┌─ Record extracts

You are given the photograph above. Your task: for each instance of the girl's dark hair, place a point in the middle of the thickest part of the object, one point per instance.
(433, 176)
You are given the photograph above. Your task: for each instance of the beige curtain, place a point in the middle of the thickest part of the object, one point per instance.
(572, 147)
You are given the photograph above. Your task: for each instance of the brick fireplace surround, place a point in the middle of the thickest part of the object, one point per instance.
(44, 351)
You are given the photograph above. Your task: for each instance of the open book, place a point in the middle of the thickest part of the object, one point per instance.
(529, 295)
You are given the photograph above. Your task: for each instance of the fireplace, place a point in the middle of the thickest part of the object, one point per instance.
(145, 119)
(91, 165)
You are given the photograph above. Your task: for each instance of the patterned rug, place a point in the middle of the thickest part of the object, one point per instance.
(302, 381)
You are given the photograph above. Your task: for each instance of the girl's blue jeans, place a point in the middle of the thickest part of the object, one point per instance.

└─
┌─ Record extracts

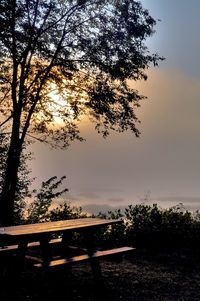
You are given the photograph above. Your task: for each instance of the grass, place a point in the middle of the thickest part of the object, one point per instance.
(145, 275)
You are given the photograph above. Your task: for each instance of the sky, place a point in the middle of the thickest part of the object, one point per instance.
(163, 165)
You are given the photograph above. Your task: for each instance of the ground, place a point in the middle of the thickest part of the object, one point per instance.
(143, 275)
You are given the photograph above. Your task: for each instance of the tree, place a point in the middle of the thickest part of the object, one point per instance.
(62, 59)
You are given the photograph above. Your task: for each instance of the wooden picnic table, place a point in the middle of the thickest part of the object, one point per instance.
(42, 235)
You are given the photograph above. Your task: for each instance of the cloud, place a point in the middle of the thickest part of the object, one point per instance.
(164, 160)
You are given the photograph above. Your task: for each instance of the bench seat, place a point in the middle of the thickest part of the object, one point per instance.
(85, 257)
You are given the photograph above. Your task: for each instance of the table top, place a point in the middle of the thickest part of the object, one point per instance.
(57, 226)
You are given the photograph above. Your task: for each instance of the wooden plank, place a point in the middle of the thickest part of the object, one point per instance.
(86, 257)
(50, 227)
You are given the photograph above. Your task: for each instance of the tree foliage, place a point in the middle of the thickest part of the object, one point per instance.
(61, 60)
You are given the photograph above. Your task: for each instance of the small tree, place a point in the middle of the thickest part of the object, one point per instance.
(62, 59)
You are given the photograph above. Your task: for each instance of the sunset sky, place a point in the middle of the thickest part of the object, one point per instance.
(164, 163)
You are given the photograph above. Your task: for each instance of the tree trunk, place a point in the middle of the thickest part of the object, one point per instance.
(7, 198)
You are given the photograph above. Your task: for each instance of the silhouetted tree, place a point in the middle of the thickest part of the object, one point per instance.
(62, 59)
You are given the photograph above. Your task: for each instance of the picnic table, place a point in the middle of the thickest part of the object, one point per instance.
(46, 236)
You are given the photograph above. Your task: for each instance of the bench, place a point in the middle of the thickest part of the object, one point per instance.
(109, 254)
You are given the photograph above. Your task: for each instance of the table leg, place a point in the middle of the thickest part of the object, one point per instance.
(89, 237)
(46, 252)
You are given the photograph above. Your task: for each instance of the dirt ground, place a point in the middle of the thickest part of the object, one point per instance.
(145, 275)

└─
┌─ Record extracts

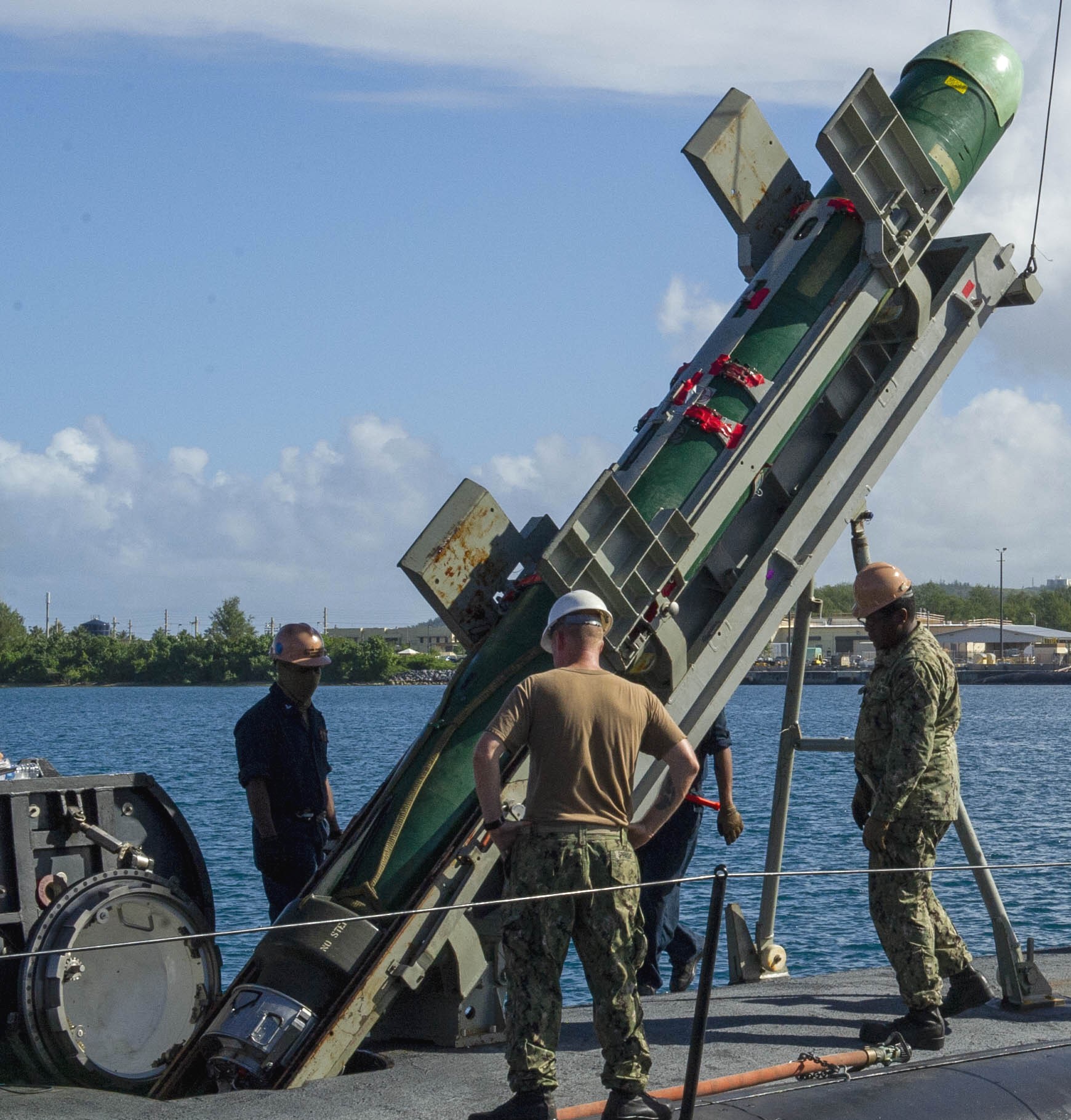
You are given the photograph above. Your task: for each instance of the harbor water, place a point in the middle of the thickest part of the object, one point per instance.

└─

Assignment:
Repeat, character for character, the lines of the material above from the line with "the girl's dark" through the line with "the girl's blue".

Task answer:
You are given the photograph above. Your task: for each instance of the girl's dark hair, place a point in the middle of the thickest part of the object, one point per instance.
(433, 176)
You are given the photograph above. Your task: for each instance of the beige curtain, place a point in the middle of the thickest part of the object, one point per instance.
(572, 147)
You are given the photograph above. Your task: for each instance of the brick fireplace surround, place a point in the middle of the thickest part of the object, one point per instance.
(44, 351)
You are given the photograph above. Your task: for each instance of the open book, place a point in the middle of the thickest part of the object, one point per instance.
(529, 295)
You are given the photograph above. Your task: for each instance of the fireplace, place a point in the middle of the thickest part of the object, one point per instance.
(145, 119)
(91, 165)
You are given the photograph above. Your task: for each instance of the patterned rug, place a point in the middle of the thickest part of the object, one point per instance.
(302, 381)
You are given the photograph above. Your task: for each instance of the girl's blue jeans, place a point in the middle of the thickest part of the object, one point per instance.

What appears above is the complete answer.